> Work request
Write out the entries, please, from the line containing "Need: a point for each instance of the white ballot" through their final line, exactly and with nothing else.
*** Records shown Section Begins ***
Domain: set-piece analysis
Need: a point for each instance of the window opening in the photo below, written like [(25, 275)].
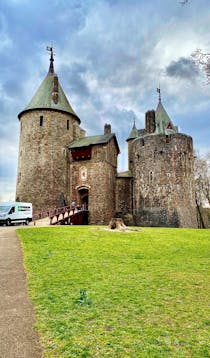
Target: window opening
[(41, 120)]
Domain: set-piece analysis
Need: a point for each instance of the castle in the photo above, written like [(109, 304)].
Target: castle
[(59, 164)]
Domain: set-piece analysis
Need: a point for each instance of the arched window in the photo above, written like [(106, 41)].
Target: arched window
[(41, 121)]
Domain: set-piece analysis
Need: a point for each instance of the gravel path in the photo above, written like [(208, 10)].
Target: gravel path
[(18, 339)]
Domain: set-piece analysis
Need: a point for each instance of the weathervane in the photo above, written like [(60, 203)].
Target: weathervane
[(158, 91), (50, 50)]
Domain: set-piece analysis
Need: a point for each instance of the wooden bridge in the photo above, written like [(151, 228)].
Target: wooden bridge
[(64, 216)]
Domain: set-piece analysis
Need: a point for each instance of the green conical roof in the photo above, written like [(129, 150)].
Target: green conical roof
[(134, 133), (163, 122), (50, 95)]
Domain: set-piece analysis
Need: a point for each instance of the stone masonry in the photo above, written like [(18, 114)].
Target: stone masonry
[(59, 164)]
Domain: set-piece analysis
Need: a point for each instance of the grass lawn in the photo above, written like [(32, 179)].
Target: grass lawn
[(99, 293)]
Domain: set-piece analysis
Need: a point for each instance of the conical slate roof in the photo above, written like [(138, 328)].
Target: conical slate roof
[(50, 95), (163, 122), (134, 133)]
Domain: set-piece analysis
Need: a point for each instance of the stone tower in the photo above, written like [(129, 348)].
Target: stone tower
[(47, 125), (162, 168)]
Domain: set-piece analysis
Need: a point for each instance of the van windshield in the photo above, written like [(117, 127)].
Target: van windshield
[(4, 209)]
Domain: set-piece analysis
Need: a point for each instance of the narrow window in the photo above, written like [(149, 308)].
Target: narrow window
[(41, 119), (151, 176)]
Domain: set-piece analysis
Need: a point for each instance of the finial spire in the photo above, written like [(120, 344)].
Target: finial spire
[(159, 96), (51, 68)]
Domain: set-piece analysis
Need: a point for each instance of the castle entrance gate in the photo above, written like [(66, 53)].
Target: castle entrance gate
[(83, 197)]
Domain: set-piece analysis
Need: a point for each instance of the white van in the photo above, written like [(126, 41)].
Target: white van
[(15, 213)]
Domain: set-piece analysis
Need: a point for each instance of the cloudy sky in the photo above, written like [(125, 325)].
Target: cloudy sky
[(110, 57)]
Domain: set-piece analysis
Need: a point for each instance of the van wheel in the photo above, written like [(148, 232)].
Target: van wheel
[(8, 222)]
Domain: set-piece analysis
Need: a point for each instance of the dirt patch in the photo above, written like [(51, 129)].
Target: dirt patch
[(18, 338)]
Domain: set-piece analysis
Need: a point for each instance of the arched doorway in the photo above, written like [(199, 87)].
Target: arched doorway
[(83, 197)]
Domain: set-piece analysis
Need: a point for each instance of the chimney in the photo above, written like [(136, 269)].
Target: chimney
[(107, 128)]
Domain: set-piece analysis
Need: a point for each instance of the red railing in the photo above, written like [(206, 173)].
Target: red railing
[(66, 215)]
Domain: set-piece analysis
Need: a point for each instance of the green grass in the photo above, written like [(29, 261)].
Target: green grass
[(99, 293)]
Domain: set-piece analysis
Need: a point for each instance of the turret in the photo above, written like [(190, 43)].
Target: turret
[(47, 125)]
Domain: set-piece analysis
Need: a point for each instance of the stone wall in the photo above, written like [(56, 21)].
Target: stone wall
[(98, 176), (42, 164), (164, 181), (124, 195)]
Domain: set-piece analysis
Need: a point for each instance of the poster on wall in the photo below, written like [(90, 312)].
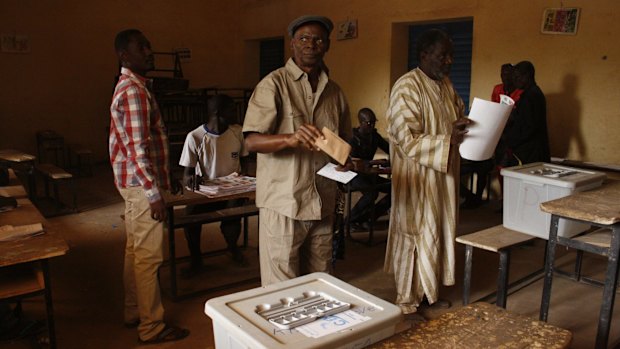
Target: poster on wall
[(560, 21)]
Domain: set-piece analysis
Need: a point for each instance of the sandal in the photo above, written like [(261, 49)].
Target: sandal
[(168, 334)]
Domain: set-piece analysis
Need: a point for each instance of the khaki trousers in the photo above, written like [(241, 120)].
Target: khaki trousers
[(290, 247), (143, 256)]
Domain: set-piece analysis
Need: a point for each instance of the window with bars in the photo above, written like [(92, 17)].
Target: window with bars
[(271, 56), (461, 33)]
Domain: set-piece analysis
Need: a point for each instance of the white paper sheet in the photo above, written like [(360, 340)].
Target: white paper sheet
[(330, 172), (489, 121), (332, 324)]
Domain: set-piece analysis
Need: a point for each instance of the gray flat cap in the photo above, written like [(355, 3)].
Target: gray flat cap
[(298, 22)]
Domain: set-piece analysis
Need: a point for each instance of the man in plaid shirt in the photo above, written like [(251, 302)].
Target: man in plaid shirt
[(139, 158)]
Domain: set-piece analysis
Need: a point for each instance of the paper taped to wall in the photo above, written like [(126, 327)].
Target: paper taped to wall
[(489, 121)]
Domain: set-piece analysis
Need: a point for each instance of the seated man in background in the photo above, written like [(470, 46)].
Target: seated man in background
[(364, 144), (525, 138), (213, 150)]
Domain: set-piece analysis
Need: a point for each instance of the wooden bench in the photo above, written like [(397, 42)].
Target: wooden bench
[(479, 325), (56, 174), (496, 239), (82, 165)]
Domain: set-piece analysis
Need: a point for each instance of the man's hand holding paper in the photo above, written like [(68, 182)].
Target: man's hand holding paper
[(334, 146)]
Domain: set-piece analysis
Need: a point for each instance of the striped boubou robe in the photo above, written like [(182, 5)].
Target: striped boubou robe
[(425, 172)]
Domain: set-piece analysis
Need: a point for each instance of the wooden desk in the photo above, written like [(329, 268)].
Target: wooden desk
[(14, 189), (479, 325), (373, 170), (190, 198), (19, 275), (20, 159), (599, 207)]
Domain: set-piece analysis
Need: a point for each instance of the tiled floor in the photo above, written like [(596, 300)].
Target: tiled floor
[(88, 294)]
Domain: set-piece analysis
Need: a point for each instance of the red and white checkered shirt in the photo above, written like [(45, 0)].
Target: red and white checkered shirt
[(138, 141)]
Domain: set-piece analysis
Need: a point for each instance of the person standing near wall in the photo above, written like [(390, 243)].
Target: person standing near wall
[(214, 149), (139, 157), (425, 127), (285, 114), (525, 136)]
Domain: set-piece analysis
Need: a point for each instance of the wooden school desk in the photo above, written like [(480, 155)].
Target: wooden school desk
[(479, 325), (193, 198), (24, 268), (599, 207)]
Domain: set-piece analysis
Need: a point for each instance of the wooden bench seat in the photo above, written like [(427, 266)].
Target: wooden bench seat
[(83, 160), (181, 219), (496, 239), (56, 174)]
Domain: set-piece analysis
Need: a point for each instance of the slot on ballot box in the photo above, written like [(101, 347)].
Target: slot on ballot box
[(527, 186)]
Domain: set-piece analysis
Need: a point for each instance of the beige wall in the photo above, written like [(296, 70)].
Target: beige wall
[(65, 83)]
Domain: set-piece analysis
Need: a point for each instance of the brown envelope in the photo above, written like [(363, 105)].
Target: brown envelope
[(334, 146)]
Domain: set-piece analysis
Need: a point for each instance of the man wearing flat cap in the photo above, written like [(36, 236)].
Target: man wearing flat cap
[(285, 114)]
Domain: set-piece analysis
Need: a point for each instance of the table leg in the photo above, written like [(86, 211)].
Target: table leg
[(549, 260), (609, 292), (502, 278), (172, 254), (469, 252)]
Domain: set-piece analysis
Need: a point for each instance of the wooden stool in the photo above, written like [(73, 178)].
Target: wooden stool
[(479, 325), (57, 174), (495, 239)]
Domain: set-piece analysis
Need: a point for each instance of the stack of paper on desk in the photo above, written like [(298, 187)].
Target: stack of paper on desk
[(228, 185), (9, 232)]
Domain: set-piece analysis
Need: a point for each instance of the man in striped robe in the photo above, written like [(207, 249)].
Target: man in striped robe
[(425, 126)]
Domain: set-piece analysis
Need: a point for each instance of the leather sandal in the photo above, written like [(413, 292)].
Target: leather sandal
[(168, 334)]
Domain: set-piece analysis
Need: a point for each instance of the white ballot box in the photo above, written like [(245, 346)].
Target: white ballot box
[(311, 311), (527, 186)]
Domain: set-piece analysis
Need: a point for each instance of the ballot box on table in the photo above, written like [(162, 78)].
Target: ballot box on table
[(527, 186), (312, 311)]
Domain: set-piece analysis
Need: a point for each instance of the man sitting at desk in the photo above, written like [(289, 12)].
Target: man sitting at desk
*** Records shown Section Ends ***
> Answer below
Need: a point for each instance of the white ballot box in the photo above, written like [(245, 346)].
Target: white ballot box
[(311, 311), (527, 186)]
Domain: set-piece analysis
Need: a point for each instance of the ballot box on table in the photo above, written like [(162, 78)].
Target: ballot box on table
[(527, 186), (312, 311)]
Domain: set-piece analysis
Need: a point for each instance of the man sitting at desk in the photo above, written like [(289, 12)].
Target: man sitting at desk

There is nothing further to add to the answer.